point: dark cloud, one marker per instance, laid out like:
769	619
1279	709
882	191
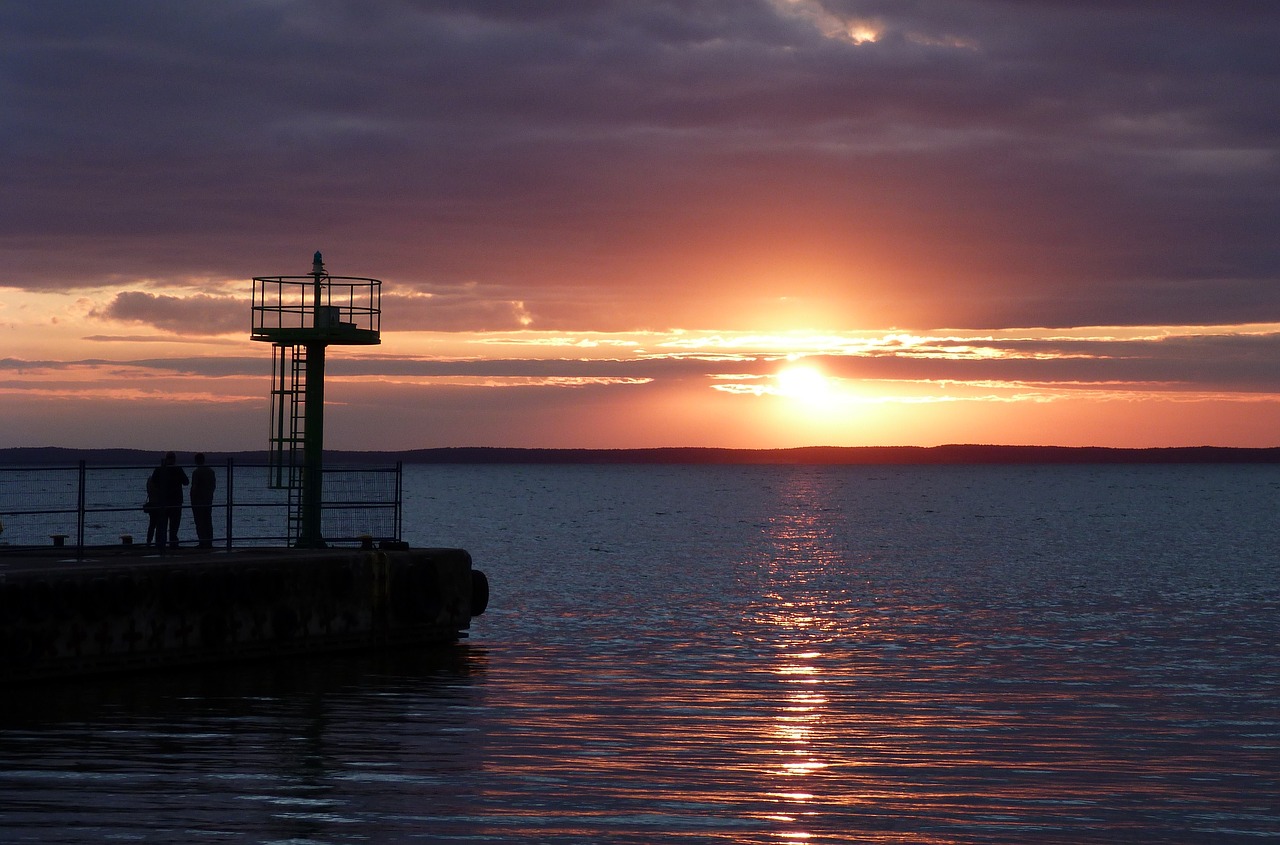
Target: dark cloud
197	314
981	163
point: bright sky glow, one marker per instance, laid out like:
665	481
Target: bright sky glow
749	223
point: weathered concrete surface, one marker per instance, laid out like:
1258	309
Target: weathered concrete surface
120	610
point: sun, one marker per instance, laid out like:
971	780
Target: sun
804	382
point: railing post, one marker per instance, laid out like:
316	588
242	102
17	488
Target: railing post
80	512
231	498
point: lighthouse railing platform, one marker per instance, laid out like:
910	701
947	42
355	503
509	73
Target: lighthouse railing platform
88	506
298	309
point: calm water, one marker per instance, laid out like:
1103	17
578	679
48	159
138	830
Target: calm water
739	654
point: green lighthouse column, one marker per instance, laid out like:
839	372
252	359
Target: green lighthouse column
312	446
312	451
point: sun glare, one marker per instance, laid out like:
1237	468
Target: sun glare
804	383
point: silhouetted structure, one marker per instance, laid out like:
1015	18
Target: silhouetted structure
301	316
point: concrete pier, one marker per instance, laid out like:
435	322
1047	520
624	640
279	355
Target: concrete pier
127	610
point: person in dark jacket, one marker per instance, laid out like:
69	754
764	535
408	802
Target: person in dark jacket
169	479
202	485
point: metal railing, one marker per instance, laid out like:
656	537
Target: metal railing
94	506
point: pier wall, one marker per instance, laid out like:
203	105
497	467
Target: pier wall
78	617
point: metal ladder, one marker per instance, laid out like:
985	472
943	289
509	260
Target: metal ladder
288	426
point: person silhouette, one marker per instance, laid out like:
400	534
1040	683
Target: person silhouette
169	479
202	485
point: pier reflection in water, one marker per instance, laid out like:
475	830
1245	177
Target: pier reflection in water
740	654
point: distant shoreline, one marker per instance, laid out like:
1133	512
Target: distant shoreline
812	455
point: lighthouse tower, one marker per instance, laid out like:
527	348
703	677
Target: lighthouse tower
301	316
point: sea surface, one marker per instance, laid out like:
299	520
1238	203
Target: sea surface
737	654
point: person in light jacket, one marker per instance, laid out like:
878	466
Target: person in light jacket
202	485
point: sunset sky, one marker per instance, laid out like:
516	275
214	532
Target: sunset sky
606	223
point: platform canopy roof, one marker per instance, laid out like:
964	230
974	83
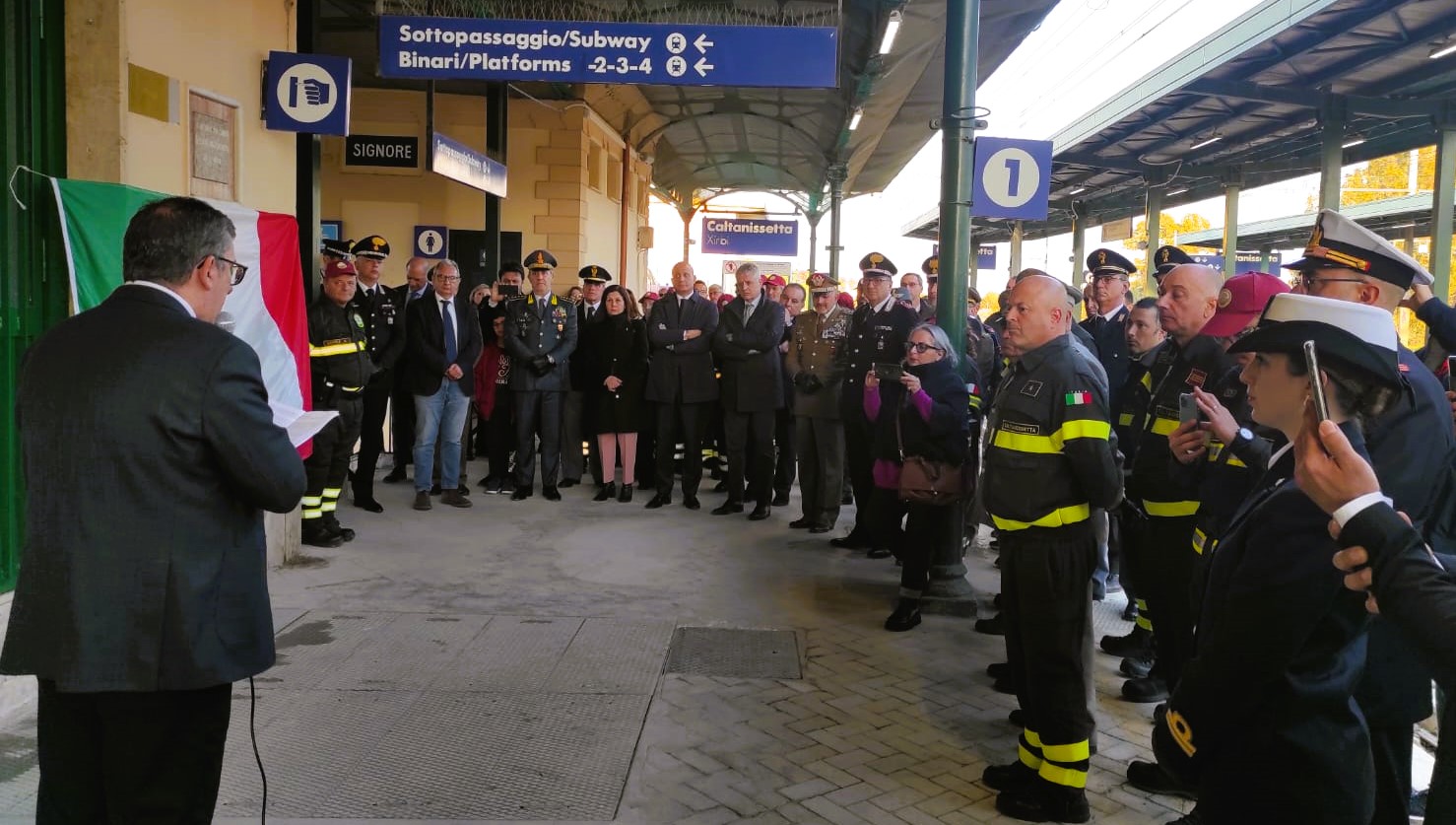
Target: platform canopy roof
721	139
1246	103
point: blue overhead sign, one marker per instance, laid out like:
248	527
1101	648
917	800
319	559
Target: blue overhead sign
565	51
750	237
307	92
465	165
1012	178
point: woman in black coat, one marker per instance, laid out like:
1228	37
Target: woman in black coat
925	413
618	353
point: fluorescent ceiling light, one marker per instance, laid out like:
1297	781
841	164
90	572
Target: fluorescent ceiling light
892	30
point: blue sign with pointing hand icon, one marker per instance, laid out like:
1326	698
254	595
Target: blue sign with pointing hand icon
══════════
**GIVEN PROBLEM:** Copy out every one of the records above with "laid out like" replaced by "formatted as" wherever it occurs and everything else left as it is. Leave the pictures out.

**CORRECT RESULT:**
point: dark cloud, one marker per instance, formatted as:
769	619
1279	709
882	191
Target: dark cloud
197	314
981	163
point: bright sky glow, one marker per instance, formatted as:
665	481
Target: bright sky glow
749	223
point: weathered concrete surface, one marker per instance, formatted as:
1258	309
Target: weathered concrete surface
120	610
point: sun, one marker per instance, formatted as:
971	780
Target: sun
804	382
point: railing post, one marker per instance, formatted as:
316	588
242	102
17	488
Target: railing post
80	512
231	498
point: lighthouse railing platform, one marker per instance, formatted as:
910	701
947	42
355	503
509	73
Target: lighthouse railing platform
88	506
298	309
point: calm water, one marker per instance, formatted as:
1103	17
578	679
48	159
138	830
Target: calm water
739	654
point: green lighthouse column, one marker per instance, formatted as:
839	372
252	359
Target: green lighthouse column
312	446
312	451
point: sun glare, one marker per instance, formatted as:
1237	468
Target: sun glare
804	383
point: silhouetted structure, one marker per instance, formatted as:
1015	18
Target: silhouetted structure
301	316
point: concrete pier, one marker per instance, formatted as:
435	322
1047	520
624	640
279	355
Target: concrete pier
127	610
point: person in dark jacket, one marker per instance, formatted as:
69	754
764	535
408	802
Target: person in dark jacket
169	479
202	485
point: metal railing, one marker per instance, formatted as:
656	537
Target: metal railing
94	506
point: pier wall, one marker per instance, formatted as:
203	105
497	467
Target: pier wall
78	617
point: metal ladder, one marker per instance, formatted as:
985	472
943	289
509	260
Target: metal ladder
288	426
point: person silhouette, one marker per instance, formatted as:
400	534
1040	683
Target: person silhouette
169	479
202	485
point: pier reflection in water, one marker per instance, formatted as:
475	830
1245	177
Target: pier reflection in water
740	654
point: distant shoreline, one marker per instance, formatted as:
1133	512
Target: distant shoreline
812	455
point: lighthouse tower, one marker per instance, formatted as:
527	348
703	677
Target: lighthouse tower
301	316
point: sea surface, one marker per instance, formatted as:
299	520
1238	203
Target: sea surface
737	654
point: person in light jacket, one marker per instance, formatted as:
878	466
Target: person in light jacket
202	485
point: sunset sky, one marker per instance, formatted as:
516	275
214	532
Target: sunset sky
606	223
point: platform canopy roof, one marker per instance, formatted as:
964	230
974	83
Target: platform canopy roof
721	139
1246	103
point: blue overhead sign, one marker per instance, formatted as:
248	527
1101	648
917	800
319	559
Target: blue overhead sign
565	51
750	237
307	92
465	165
1012	178
point: woman in black coat, one marker per instance, formatted as:
1228	37
Target: woman in black coat
925	413
618	353
point: fluorescent ceiling light, one marker per instance, formatted as:
1297	781
841	164
90	572
Target: fluorescent ceiling light
892	30
point: blue sign with pointing hand icon, one marker per instance, formatted as:
1326	698
254	595
Target: blue sign with pointing hand icon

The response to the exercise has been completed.